Records for the task:
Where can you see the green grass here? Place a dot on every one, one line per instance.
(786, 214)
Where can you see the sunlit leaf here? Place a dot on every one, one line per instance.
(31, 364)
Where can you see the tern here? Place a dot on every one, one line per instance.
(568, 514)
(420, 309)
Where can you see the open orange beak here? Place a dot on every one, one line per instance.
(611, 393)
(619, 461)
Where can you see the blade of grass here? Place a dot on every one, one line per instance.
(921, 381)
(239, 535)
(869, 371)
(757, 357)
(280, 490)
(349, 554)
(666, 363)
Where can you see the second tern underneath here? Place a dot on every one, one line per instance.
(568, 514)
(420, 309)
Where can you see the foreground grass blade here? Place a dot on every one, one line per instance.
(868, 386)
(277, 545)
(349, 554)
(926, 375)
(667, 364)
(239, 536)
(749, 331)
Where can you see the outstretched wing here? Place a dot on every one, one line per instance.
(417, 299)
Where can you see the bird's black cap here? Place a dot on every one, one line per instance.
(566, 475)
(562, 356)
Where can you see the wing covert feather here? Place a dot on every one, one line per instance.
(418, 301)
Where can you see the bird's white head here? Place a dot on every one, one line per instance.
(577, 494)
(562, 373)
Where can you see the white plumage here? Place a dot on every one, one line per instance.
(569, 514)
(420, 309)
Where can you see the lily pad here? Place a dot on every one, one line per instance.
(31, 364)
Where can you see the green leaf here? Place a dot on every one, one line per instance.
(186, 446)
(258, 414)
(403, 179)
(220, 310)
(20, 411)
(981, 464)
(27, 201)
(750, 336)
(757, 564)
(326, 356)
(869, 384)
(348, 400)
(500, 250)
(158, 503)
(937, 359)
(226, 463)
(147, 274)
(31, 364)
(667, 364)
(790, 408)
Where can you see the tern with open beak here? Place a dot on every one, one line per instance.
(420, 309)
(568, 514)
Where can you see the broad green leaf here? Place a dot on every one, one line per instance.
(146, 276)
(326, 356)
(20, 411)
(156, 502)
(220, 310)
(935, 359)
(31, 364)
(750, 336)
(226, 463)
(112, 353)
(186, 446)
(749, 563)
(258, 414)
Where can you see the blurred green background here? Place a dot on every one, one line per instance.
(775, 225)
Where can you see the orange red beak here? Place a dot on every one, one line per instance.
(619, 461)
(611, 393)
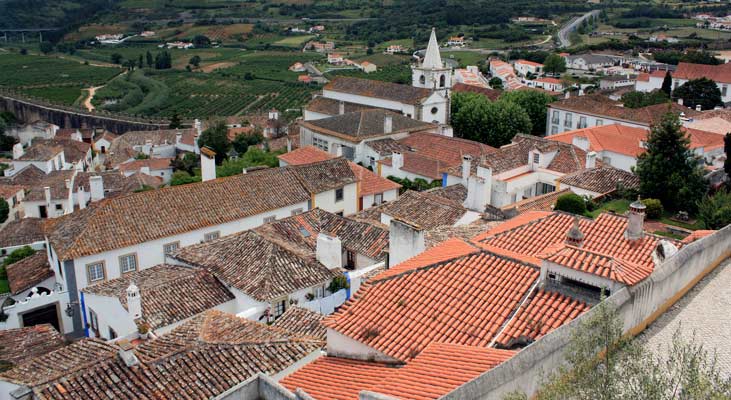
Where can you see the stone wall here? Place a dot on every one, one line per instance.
(638, 306)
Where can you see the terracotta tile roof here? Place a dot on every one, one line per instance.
(198, 360)
(382, 90)
(601, 180)
(56, 180)
(464, 88)
(129, 220)
(28, 272)
(360, 125)
(438, 370)
(543, 202)
(544, 312)
(169, 293)
(259, 266)
(152, 163)
(24, 231)
(29, 342)
(422, 209)
(370, 182)
(333, 378)
(401, 315)
(717, 73)
(603, 106)
(303, 322)
(323, 105)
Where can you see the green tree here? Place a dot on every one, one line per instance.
(668, 170)
(4, 210)
(715, 211)
(667, 84)
(571, 202)
(496, 83)
(554, 64)
(216, 138)
(703, 92)
(534, 103)
(46, 47)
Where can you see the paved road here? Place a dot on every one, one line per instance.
(563, 34)
(704, 311)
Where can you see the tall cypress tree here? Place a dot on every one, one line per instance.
(668, 170)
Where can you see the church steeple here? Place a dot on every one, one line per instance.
(432, 58)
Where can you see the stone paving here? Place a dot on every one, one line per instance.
(705, 310)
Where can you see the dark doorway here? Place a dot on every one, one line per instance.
(43, 315)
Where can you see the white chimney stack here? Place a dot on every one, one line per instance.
(208, 164)
(404, 241)
(387, 124)
(96, 185)
(134, 301)
(329, 251)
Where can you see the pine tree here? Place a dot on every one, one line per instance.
(668, 170)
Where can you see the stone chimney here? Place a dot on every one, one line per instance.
(127, 354)
(387, 124)
(466, 168)
(635, 220)
(404, 241)
(134, 301)
(329, 251)
(574, 237)
(208, 164)
(397, 160)
(96, 186)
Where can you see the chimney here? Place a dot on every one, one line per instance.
(18, 151)
(397, 160)
(208, 164)
(574, 237)
(127, 354)
(81, 198)
(134, 301)
(96, 185)
(635, 220)
(329, 251)
(387, 124)
(466, 168)
(404, 241)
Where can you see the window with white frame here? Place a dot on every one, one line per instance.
(127, 263)
(211, 236)
(320, 143)
(170, 247)
(95, 272)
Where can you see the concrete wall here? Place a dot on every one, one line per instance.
(637, 306)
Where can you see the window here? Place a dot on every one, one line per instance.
(211, 236)
(127, 263)
(170, 247)
(320, 143)
(95, 272)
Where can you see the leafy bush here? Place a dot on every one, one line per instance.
(653, 208)
(571, 202)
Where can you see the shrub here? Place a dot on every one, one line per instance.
(654, 208)
(571, 202)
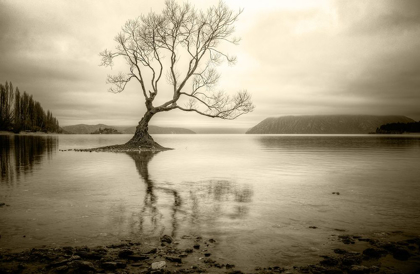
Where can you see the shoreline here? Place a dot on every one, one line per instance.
(385, 253)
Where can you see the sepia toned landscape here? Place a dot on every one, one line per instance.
(209, 137)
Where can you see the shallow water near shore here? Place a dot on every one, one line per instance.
(258, 195)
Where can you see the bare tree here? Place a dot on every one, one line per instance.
(155, 46)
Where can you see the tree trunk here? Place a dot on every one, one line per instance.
(141, 138)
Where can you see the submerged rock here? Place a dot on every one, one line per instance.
(166, 239)
(158, 265)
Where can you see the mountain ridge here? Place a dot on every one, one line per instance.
(88, 129)
(325, 124)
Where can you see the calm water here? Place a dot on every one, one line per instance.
(257, 195)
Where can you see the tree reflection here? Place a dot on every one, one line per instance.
(150, 208)
(191, 204)
(20, 154)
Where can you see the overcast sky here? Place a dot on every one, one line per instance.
(295, 58)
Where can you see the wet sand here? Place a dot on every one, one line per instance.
(380, 253)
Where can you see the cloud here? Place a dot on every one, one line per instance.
(302, 57)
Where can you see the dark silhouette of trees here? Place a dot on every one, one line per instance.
(157, 46)
(20, 112)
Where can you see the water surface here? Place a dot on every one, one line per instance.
(256, 194)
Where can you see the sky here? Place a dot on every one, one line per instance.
(304, 57)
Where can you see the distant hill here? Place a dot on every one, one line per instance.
(88, 129)
(325, 124)
(399, 128)
(106, 131)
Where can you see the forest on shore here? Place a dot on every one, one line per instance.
(20, 112)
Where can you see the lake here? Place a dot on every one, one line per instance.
(257, 195)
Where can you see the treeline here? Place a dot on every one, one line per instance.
(398, 128)
(106, 131)
(20, 112)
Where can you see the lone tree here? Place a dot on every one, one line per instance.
(156, 46)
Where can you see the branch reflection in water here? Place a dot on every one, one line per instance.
(194, 207)
(150, 208)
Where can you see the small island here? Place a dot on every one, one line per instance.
(106, 131)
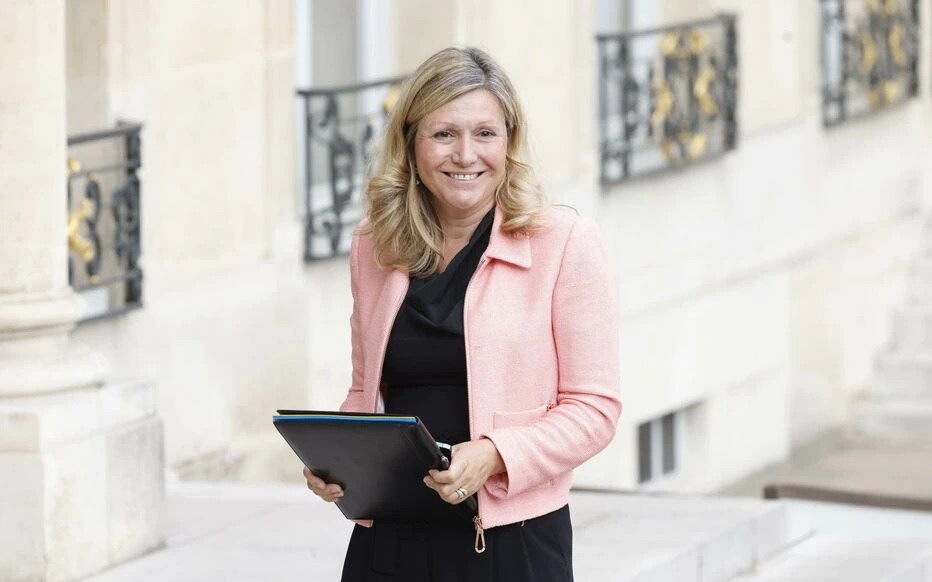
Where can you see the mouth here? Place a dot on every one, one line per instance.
(464, 177)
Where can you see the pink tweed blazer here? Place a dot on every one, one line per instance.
(541, 351)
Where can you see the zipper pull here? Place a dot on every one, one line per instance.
(480, 534)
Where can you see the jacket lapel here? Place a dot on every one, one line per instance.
(506, 246)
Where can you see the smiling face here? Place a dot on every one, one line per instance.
(460, 151)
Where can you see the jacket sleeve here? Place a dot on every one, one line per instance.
(585, 332)
(355, 399)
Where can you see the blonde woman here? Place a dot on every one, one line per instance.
(489, 315)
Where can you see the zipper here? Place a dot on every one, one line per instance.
(480, 534)
(381, 360)
(477, 519)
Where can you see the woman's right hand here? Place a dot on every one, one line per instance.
(326, 491)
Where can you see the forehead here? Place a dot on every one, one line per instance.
(477, 106)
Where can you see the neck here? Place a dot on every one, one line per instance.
(461, 226)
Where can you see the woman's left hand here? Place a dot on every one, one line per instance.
(473, 462)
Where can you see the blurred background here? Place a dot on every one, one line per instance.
(179, 182)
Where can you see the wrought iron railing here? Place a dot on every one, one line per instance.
(342, 124)
(870, 56)
(667, 97)
(104, 219)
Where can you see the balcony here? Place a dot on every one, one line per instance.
(667, 97)
(104, 220)
(870, 56)
(342, 125)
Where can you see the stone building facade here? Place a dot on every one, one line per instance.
(756, 286)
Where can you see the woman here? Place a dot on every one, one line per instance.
(488, 314)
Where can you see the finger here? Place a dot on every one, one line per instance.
(443, 477)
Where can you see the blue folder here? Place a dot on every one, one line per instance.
(380, 460)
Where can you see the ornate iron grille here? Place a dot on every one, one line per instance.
(667, 97)
(870, 56)
(104, 219)
(342, 124)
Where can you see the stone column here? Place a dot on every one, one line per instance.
(80, 458)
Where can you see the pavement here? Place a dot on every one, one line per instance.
(851, 463)
(252, 533)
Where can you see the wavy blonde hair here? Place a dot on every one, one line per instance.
(405, 230)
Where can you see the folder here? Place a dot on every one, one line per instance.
(379, 460)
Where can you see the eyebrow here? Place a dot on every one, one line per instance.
(453, 124)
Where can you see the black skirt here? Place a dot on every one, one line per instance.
(538, 550)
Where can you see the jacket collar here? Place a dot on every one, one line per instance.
(506, 246)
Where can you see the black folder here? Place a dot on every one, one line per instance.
(379, 460)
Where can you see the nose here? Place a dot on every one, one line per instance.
(464, 154)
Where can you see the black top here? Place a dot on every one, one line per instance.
(425, 359)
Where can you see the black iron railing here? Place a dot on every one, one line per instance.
(104, 219)
(870, 56)
(342, 124)
(667, 97)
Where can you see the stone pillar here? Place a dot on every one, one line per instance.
(80, 459)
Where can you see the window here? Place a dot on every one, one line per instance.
(658, 447)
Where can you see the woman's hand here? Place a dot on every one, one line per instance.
(473, 463)
(326, 491)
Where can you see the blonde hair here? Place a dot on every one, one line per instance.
(405, 230)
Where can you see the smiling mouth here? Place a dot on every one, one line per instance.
(464, 177)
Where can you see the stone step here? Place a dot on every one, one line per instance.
(903, 375)
(894, 418)
(912, 330)
(826, 558)
(663, 538)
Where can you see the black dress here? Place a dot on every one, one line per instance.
(425, 374)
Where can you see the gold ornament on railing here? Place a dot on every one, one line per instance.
(684, 46)
(81, 245)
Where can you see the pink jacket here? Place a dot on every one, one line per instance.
(542, 356)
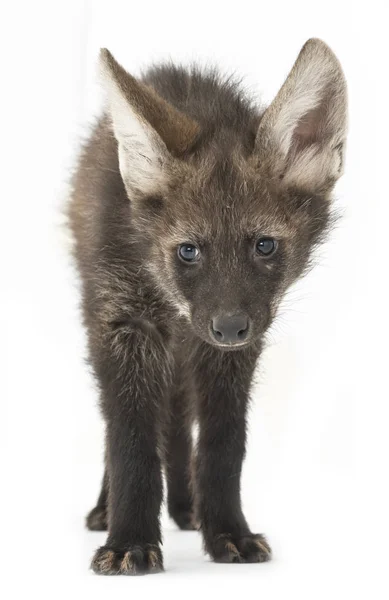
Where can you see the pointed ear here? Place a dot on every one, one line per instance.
(302, 134)
(148, 129)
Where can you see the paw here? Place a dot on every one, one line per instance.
(97, 519)
(135, 560)
(246, 549)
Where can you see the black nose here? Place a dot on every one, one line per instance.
(230, 329)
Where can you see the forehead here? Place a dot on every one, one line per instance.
(227, 198)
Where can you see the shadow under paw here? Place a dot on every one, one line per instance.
(97, 519)
(135, 560)
(252, 548)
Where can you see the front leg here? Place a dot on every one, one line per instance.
(224, 383)
(133, 367)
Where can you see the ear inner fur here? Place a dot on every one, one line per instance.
(177, 130)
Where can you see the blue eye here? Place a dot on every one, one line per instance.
(266, 246)
(188, 252)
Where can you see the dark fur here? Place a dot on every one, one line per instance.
(159, 370)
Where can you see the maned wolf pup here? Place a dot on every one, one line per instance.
(193, 211)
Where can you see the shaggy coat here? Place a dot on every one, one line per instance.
(193, 211)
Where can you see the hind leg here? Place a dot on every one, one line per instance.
(96, 520)
(179, 447)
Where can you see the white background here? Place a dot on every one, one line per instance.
(315, 478)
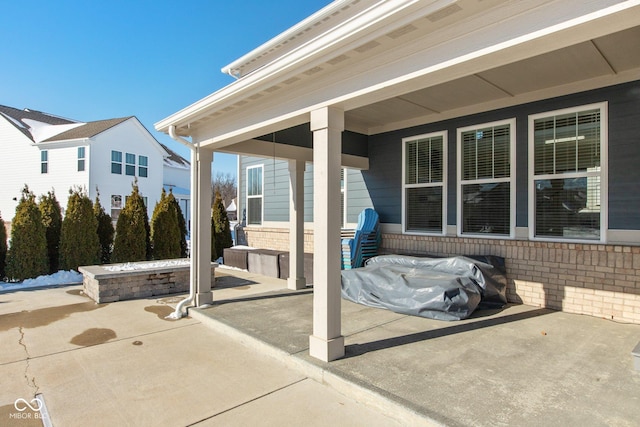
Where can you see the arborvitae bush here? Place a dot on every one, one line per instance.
(132, 230)
(27, 257)
(52, 220)
(181, 224)
(3, 248)
(105, 231)
(220, 226)
(165, 230)
(79, 243)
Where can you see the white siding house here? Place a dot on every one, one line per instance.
(52, 153)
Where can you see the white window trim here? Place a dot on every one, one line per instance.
(445, 144)
(604, 173)
(511, 180)
(255, 197)
(344, 192)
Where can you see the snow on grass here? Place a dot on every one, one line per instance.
(55, 279)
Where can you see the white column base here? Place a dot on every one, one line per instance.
(204, 298)
(295, 284)
(326, 350)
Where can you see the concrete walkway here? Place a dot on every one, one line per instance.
(521, 366)
(123, 364)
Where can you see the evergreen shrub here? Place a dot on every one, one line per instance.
(52, 221)
(79, 243)
(105, 230)
(27, 256)
(165, 230)
(132, 242)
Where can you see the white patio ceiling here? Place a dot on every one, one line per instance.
(611, 55)
(431, 61)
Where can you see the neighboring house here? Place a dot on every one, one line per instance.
(52, 153)
(177, 179)
(505, 128)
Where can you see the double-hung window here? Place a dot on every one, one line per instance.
(81, 159)
(116, 206)
(143, 166)
(486, 178)
(254, 195)
(567, 160)
(424, 184)
(44, 161)
(116, 162)
(130, 166)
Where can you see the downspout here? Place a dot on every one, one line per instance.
(193, 255)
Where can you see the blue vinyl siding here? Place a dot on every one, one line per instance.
(380, 186)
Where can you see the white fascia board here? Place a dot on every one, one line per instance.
(62, 144)
(268, 149)
(348, 34)
(233, 68)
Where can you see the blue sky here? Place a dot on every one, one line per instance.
(94, 60)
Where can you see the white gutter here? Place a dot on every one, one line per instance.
(195, 211)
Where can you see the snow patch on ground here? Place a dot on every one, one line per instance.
(56, 279)
(146, 265)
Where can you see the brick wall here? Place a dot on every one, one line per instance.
(593, 279)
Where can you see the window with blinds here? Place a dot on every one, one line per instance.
(567, 150)
(254, 195)
(424, 160)
(486, 179)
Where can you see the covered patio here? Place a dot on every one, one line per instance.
(521, 365)
(358, 68)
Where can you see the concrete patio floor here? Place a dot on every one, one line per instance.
(521, 365)
(123, 364)
(244, 361)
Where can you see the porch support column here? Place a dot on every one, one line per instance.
(202, 212)
(327, 342)
(296, 278)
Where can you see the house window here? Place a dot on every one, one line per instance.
(81, 158)
(567, 194)
(143, 165)
(254, 195)
(343, 199)
(130, 166)
(116, 162)
(44, 161)
(486, 179)
(116, 206)
(423, 197)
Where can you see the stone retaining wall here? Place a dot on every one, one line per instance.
(103, 285)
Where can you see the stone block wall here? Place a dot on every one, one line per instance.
(104, 286)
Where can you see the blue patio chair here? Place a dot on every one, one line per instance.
(365, 241)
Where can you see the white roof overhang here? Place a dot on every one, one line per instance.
(395, 64)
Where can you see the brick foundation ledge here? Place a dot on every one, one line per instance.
(118, 282)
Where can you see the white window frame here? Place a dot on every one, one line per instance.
(261, 196)
(128, 164)
(44, 162)
(114, 162)
(443, 184)
(511, 179)
(604, 164)
(343, 194)
(144, 167)
(82, 160)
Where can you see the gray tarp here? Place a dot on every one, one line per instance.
(437, 288)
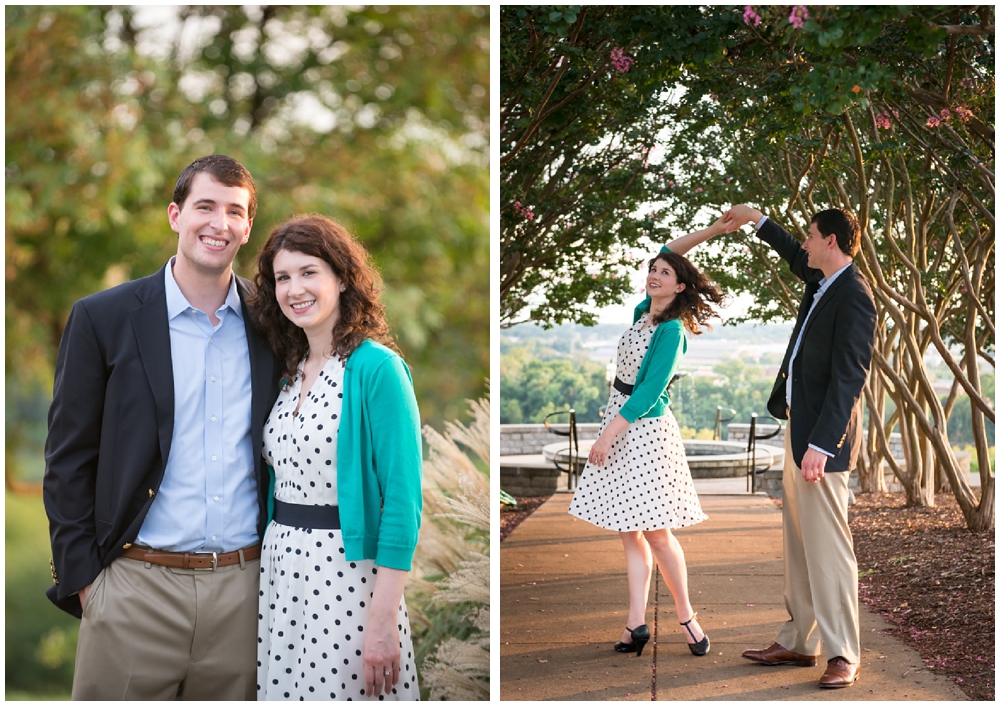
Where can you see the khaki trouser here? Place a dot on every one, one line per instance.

Written task:
Take the line that contains "Where can you see the brick wall" and all lines after it to the end of the material above, and copy them verbatim without any images.

Result of this task:
Where can you see the brick wall here? Place a dot on every one, one line per instance.
(593, 279)
Where can you see the window with blinds here? Place a dot on every one, one line per instance.
(567, 150)
(254, 195)
(424, 160)
(486, 179)
Where can you see the covered patio here? Place a dot on every one, one line per instance.
(521, 365)
(358, 68)
Where can you see the concrete patio floor here? Place a dot on every one, one line per instance.
(521, 365)
(123, 364)
(244, 361)
Where can you see the porch support column here? Place a dot on every one, one line per instance.
(202, 212)
(327, 342)
(296, 278)
Where can you see the house window here? Place a dot on every one, one line per instance.
(81, 158)
(567, 194)
(143, 165)
(254, 195)
(343, 199)
(130, 166)
(116, 162)
(44, 161)
(486, 179)
(116, 206)
(423, 197)
Where can you see the stone retaining wall here? Place a dot on every one, one line per instance.
(103, 285)
Where can you see the stone block wall here? Place a dot on every one, one line per instance.
(104, 286)
Where can you see the blue patio chair here? Place a dot on every one, one line per instance.
(365, 241)
Where can you see the white roof overhang here? Place a dot on every one, one line per instance.
(395, 64)
Where can you see the brick foundation ledge here? Place a dot on every one, one line per instance.
(118, 282)
Where can you see the white window frame here? Place a dot on every one, one line per instance.
(261, 196)
(128, 164)
(44, 162)
(114, 162)
(443, 184)
(511, 179)
(604, 164)
(343, 194)
(144, 167)
(82, 160)
Where can you see the gray tarp here? Place a dot on every one, one line per instance.
(437, 288)
Where can you see the khaki trouser here? Place a dot on every one, one line per instance.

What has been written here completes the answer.